* Task requirements *
#1 In the passage on code search, what measure generally serves to compare two vectors in the Vector Space Model?
#2 Could you translate this sentence from the passage on code search into Spanish: "The correctness of the model’s predictions can be validated in various experiments."
#3 Write what follows the last sentence of the passage on code search retrieval models.

== Supplied passage

Class/Interface type: Similar to test cases, Interface-Driven Code Search (IDCS) approaches leverage the interface types existing within the input snippet. These interface or class types are similar to existing interfaces within a function such as string f(string) in Java. In the example, the types (as input of a code search) are “string.” Some researchers [95, 96, 97, 144] have leveraged the use of interface or class types for matching, which reduces the potential search space and provides effective code search engines.

•

Software specification: Software specification is what the user specifies as their requirements and conditions toward the search. For example, a user may wish to retrieve code with only a limited set of parameters or asynchronous-only API code. Researchers [173, 263] have leveraged software specifications to specify the security constraints (i.e., method pre- and post-conditions) for retrieving results aligned with the user’s needs.

4.5 Retrieval Model

A retrieval model predicts and explains what a user desires given the input (i.e., it matches the query and retrieves the source code). The correctness of the model’s predictions can be validated in various experiments. Moreover, different retrieval models usually categorize code search approaches as they take the position of the principle behind them. The retrieval phase of code search generally consists of matching text, computation of matrix, or vector similarity measure depending on a specific technique:

•

Textual similarity: In code search, the textual similarity consists of matching tokens, keywords, or even a sequence of tokens between the user query and source code from the search base. As for the standard models, the Boolean Model (BM) [136] and Vector Space Model (VSM) [238] are famous classical information retrieval models adopted many times by code search engines. Query and the target code files are conceived as sets of terms in the BM model, and the retrieval is based on whether or not the code files include the terms from the query. It has an explicit limitation that at least one of the query terms must be present on the document side when an OR connective is used. However, VSM represents the document (source code files) as the vector of identifiers such as method name, class name, or tokens. Generally, the comparison between such two vectors is derived using the cosine similarity. It does not support structural queries that consist of complex AND/OR relations. Therefore, researchers revised the VSM integrating with BM to address the limitations by weighting both query and document terms.

====
== Record set

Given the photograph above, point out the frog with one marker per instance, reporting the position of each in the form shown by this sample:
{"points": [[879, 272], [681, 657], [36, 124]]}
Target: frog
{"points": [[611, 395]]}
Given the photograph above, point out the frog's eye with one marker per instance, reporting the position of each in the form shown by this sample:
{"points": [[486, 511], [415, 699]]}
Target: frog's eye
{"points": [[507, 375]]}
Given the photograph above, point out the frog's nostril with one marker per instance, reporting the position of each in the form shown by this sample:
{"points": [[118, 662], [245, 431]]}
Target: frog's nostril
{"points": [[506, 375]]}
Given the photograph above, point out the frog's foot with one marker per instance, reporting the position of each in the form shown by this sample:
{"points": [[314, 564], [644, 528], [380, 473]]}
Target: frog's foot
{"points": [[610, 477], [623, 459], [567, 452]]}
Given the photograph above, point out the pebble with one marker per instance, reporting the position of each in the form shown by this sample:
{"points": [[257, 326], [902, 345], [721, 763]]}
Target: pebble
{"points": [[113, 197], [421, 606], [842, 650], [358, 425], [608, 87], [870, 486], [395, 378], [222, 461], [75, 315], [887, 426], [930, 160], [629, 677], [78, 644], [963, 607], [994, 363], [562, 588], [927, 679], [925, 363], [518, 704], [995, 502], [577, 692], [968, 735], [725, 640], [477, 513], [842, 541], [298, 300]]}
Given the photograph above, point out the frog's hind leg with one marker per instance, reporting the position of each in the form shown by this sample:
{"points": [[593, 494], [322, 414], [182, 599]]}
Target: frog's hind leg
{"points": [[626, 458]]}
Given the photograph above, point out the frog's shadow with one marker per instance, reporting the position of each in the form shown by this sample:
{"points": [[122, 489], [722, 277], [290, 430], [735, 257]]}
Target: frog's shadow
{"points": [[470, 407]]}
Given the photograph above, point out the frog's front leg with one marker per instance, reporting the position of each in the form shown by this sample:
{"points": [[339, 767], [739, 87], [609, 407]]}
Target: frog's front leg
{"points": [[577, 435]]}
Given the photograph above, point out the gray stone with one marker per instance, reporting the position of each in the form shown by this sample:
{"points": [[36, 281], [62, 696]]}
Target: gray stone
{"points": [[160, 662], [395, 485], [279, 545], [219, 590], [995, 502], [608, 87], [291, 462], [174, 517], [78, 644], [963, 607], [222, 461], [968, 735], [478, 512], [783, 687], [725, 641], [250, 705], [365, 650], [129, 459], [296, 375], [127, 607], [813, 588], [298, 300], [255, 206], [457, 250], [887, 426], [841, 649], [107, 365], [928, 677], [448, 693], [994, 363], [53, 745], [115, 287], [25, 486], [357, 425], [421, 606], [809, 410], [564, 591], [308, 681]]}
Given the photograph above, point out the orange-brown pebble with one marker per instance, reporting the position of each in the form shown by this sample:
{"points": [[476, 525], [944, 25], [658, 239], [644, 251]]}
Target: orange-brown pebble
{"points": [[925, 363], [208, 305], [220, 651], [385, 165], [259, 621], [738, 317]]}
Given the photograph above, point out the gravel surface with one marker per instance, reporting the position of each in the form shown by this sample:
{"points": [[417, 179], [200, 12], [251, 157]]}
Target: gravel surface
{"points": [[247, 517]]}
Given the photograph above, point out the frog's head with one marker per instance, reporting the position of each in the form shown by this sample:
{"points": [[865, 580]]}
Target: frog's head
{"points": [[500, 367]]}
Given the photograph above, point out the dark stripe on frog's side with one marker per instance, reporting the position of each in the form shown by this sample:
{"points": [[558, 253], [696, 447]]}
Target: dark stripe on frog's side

====

* Solved problems *
#1 Cosine similarity.

#2 La exactitud de las predicciones del modelo puede validarse en diversos experimentos.

#3
•

Graph similarity: As the tokens in source code are not just text, one might need a different form of representation to capture the semantics in the code. Graph representation [6] is an optimal way to model the different source code elements and leverage them for the code search. The code search approaches that leverage graph-based retrieval do not explicitly accept input in a “graph” form; instead, it accepts a typical query in the form of NL or code fragments. The query is transformed into a suitable graphical representation such as an abstract syntax tree before being passed as input for the underlying search technique. The type of graphical representation selected for a particular search engine depends on the context of the targeted input. For instance, a binary code search engine is likely to transform the binary input into a control flow graph; a code search engine targeting object-oriented programming language would use a dataflow graph. In the form of similarity computation, this comparison consists of leveraging graph traversing techniques for optimized results.

•

Matrix computation: Matrix computation is an elaborate method used as a retrieval technique in some code search approaches [241, 291]. The result of the computation provides a characterized correspondence between the matrix elements. Many applications have adopted these matrix computations because of their scalability that retains the results’ predictive accuracy. Similarly, code search employs the matrix computation for measuring the co-occurrences of specific features (e.g., terms) within the source code.

•

Embedding vector similarity: Recently, code search approaches (e.g., [33, 80, 160, 233]) using neural networks have been a trend. Common across such approaches is the idea of embedding user queries and code into vectors (i.e., an embedding refers to a real-valued vector representation [132]). The computation of the distance between the embedding vectors is the correlation that forms the basis of retrieving the suitable candidates. As code search approaches based on neural networks show that they can adequately learn the features of both the query and code from a large dataset, it helps to address the issues from the previous techniques.

•

Execution trace: A source code in binary format is hard to read and understand [147]. An efficient way toward understanding what a binary file is performing is to trace its execution flow, known as the execution trace [31]. This execution flow provides information on the behavior of a program, such as the logical sequence of execution, and changes in the data variables. The similarity between the execution traces of two syntactically different programs provides information on how similar (or dissimilar) the two binary programs are.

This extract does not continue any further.